▶ _WORK INSTRUCTIONS_
Pick up the Excel conditional formatting thread where it stops, and keep going in its own style.

▶ _TEXT_
********************

Could you post the formula you are using for this? I have 2007 also. and it can be "fun". you should be able to go into the manage rules option and manually change the formula to what you need it to say.


----------



## bryanb72 (Feb 25, 2009)

Thanks Bianca.meldoy, 

I know!! I'd love it to be fun! I'm using the "Icon Sets", number function in the "type" drop down, cell $F$15 in the "value" box. Value is > the adjacent (reference) cell $E$15. When I delete the absolute value $, Excel returns an error.
Thanks!


----------



## Bianca.meldoy (Feb 21, 2009)

ROW 1 MTD ACTUAL BUDGET DIFFERENCEROW 2 120 120 130 -10 Say you want the 3-Light Conditional Formatting Formula to be used on the MTDColumn. Make sure you're using the "formula is" not "cell value is" callout.

********************

▶ _RAW DATA_

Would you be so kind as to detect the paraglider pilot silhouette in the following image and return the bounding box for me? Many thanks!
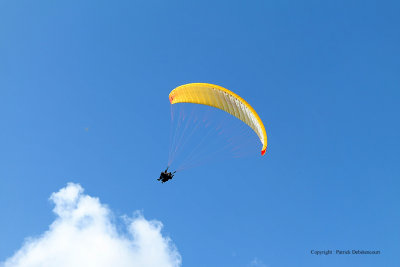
[157,167,176,183]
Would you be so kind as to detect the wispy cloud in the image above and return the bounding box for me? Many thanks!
[248,258,267,267]
[0,183,182,267]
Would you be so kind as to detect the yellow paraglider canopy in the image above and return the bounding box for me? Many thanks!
[169,83,267,155]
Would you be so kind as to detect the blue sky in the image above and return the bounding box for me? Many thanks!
[0,0,400,266]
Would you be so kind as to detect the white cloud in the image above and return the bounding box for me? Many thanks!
[0,183,182,267]
[249,258,267,267]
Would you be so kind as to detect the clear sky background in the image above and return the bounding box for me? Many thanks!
[0,0,400,266]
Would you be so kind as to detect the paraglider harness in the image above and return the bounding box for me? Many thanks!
[157,167,176,183]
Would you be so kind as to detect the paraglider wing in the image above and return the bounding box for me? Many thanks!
[169,83,267,155]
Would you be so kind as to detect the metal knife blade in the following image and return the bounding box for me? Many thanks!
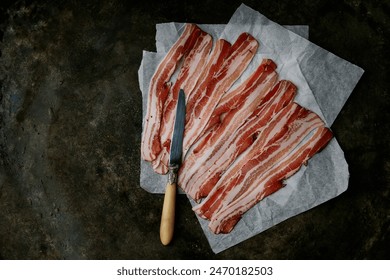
[169,89,186,170]
[160,89,186,245]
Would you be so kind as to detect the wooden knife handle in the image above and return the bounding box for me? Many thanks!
[160,183,177,245]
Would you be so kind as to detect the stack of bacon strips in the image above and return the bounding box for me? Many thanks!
[141,24,332,233]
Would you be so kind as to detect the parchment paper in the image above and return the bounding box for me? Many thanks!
[139,5,364,253]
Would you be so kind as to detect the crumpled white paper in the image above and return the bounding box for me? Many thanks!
[139,5,364,253]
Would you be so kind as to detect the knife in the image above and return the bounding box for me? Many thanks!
[160,89,186,245]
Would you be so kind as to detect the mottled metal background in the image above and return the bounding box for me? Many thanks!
[0,0,390,259]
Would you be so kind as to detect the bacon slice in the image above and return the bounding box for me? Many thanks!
[141,24,203,161]
[194,103,332,233]
[179,75,296,200]
[153,39,231,174]
[152,32,213,174]
[209,127,333,233]
[183,33,258,154]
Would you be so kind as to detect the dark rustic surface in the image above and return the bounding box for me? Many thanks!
[0,0,390,259]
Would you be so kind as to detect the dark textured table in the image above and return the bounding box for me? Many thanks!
[0,0,390,259]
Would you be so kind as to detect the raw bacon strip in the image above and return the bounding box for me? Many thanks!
[153,39,231,173]
[209,127,333,233]
[152,32,213,174]
[204,59,277,131]
[141,24,202,161]
[194,103,324,219]
[179,80,296,200]
[183,33,258,154]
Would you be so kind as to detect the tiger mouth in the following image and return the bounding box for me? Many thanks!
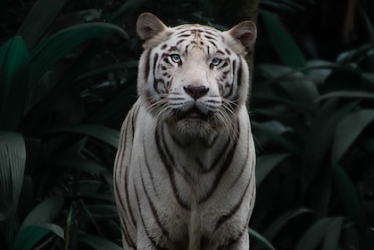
[178,107,208,121]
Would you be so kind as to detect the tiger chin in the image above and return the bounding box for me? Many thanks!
[114,13,256,250]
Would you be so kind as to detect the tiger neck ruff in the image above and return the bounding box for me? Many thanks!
[114,13,256,250]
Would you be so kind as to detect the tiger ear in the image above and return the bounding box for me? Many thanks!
[228,21,257,52]
[136,12,166,41]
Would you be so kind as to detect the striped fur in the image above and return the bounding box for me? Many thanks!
[114,13,256,250]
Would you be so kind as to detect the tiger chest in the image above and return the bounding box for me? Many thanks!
[125,109,254,249]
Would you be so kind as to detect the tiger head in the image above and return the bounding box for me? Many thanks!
[136,13,256,136]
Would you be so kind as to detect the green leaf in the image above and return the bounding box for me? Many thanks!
[248,228,275,250]
[358,7,374,44]
[251,121,300,154]
[43,124,119,148]
[21,196,64,229]
[332,109,374,166]
[256,154,290,187]
[300,99,357,191]
[49,158,108,174]
[0,37,29,130]
[109,0,145,23]
[17,0,67,49]
[29,22,127,88]
[80,235,122,250]
[77,60,139,81]
[261,11,306,68]
[264,208,313,240]
[87,81,137,122]
[296,217,344,250]
[335,165,366,225]
[12,226,50,250]
[321,218,344,250]
[315,91,374,102]
[38,223,65,239]
[0,131,26,221]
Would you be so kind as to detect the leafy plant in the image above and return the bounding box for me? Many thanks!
[0,0,374,250]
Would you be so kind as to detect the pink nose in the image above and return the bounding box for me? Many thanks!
[183,85,209,100]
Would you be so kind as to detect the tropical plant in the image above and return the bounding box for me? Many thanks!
[0,0,374,250]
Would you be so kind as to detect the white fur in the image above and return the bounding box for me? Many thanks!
[114,14,255,250]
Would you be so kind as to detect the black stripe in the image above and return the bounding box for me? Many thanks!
[124,162,136,227]
[230,124,254,189]
[199,121,240,204]
[153,53,158,93]
[204,138,231,173]
[214,177,251,231]
[140,161,169,238]
[121,218,137,249]
[134,186,167,250]
[143,141,159,198]
[154,126,190,210]
[144,49,152,81]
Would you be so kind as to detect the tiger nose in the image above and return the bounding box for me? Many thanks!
[183,85,209,100]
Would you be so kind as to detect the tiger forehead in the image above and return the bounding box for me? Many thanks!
[161,25,226,54]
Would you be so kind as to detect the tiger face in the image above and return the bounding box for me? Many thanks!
[137,13,256,137]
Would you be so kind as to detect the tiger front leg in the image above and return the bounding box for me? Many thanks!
[222,231,250,250]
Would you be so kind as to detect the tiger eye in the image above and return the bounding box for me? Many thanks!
[170,54,182,63]
[211,57,222,66]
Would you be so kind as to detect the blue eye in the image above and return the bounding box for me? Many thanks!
[170,54,182,63]
[211,57,222,66]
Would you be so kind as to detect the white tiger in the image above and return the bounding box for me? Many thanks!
[114,13,256,250]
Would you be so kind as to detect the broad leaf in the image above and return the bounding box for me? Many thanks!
[296,217,343,250]
[256,154,290,187]
[29,22,127,87]
[11,226,50,250]
[80,235,122,250]
[335,165,365,224]
[261,11,306,68]
[17,0,67,49]
[332,109,374,166]
[0,131,26,221]
[44,124,119,148]
[0,37,29,130]
[21,196,64,228]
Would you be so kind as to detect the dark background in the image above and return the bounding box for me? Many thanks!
[0,0,374,250]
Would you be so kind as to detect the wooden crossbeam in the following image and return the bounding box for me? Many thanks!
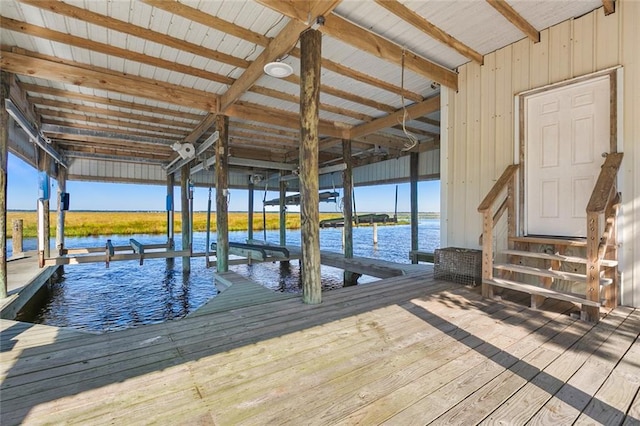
[486,0,540,43]
[0,50,218,111]
[376,0,484,65]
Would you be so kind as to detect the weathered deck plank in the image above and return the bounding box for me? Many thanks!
[0,275,639,425]
[486,309,629,424]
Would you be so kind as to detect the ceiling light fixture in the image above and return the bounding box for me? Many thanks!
[264,61,293,78]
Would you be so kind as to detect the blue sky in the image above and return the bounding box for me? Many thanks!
[7,154,440,213]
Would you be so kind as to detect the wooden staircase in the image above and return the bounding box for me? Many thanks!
[478,153,622,322]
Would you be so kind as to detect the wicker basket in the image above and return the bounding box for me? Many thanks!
[433,247,482,287]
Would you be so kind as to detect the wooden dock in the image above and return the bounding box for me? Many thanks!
[0,251,58,318]
[287,246,433,278]
[0,275,640,425]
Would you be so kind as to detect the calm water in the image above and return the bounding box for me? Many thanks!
[8,220,440,333]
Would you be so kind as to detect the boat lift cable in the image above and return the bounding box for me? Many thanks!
[262,175,269,241]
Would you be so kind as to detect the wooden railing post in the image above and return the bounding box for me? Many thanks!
[478,164,520,298]
[582,212,600,322]
[482,210,493,298]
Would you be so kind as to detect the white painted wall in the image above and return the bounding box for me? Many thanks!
[441,0,640,307]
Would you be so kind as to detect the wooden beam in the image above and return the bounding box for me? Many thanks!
[215,115,229,272]
[349,95,440,139]
[220,21,306,112]
[409,152,420,251]
[320,15,458,90]
[141,0,270,46]
[249,86,373,121]
[376,0,484,65]
[148,0,423,106]
[180,164,192,272]
[29,96,193,130]
[226,102,343,137]
[20,0,250,68]
[0,70,12,299]
[2,18,235,85]
[0,50,218,111]
[20,82,204,122]
[36,108,187,138]
[486,0,540,43]
[300,29,322,304]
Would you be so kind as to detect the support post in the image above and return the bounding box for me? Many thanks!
[373,222,378,247]
[204,187,211,268]
[11,219,24,256]
[247,177,255,240]
[280,172,287,246]
[342,139,360,287]
[37,148,51,268]
[56,166,67,256]
[166,173,176,248]
[300,29,322,304]
[409,152,419,255]
[0,71,11,299]
[180,164,191,272]
[581,212,600,322]
[215,115,229,272]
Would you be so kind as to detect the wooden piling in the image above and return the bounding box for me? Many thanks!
[247,176,255,240]
[166,173,176,250]
[409,152,419,255]
[0,71,11,299]
[373,222,378,247]
[11,219,24,256]
[56,165,67,256]
[180,164,191,272]
[342,139,360,287]
[280,172,287,246]
[300,29,322,304]
[215,115,229,272]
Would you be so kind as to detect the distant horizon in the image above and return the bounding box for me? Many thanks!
[7,209,440,215]
[7,153,440,213]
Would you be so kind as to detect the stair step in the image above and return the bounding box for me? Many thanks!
[493,263,613,285]
[483,278,600,307]
[502,250,618,267]
[509,236,587,247]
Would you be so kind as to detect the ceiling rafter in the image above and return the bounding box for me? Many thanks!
[376,0,484,65]
[20,82,204,121]
[602,0,616,16]
[258,0,458,90]
[2,18,376,121]
[42,118,181,144]
[225,101,348,137]
[320,14,458,90]
[0,50,218,111]
[149,0,424,104]
[28,96,193,130]
[2,18,234,85]
[20,0,250,68]
[486,0,540,43]
[36,108,187,138]
[220,0,340,112]
[349,95,440,139]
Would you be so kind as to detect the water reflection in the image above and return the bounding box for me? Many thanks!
[22,221,440,333]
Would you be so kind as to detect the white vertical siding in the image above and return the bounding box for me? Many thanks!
[442,0,640,306]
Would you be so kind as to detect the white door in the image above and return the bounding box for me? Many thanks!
[525,76,611,237]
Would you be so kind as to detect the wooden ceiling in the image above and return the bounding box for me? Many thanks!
[0,0,615,176]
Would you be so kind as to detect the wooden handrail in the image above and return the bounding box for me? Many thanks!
[478,164,520,213]
[587,152,624,213]
[582,152,623,322]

********************

▶ _SOLVED EXERCISE_
In your first cell in b2, the three formulas would then be:
Green Light =D2>=0
Yellow Light =D2>=-3
Red Light =D2<-3
Not: Green Light >= =D2=0Yellow Light >= =D2=(-3)Red Light =D2 <-3 
Can't take credit for this one either. I don't remember who or where I found it, but it helped me to figure out what I needed to do to fix the one I was working on. 

I also have a website you might find useful. It is a pdf file for Excel 2007. You will need Adobe Reader for it, but what the hey. Since it is free and so is the pdf it might be helpful. Just in case, I am not throwing you to the waves of cyper space. Just thought you might be interested in this.

ftp://ftp.bookpool.com/sc/39/0470044039.pdfftp://ftp.bookpool.com/sc/39/0470044039.pdf


----------



## bryanb72 (Feb 25, 2009)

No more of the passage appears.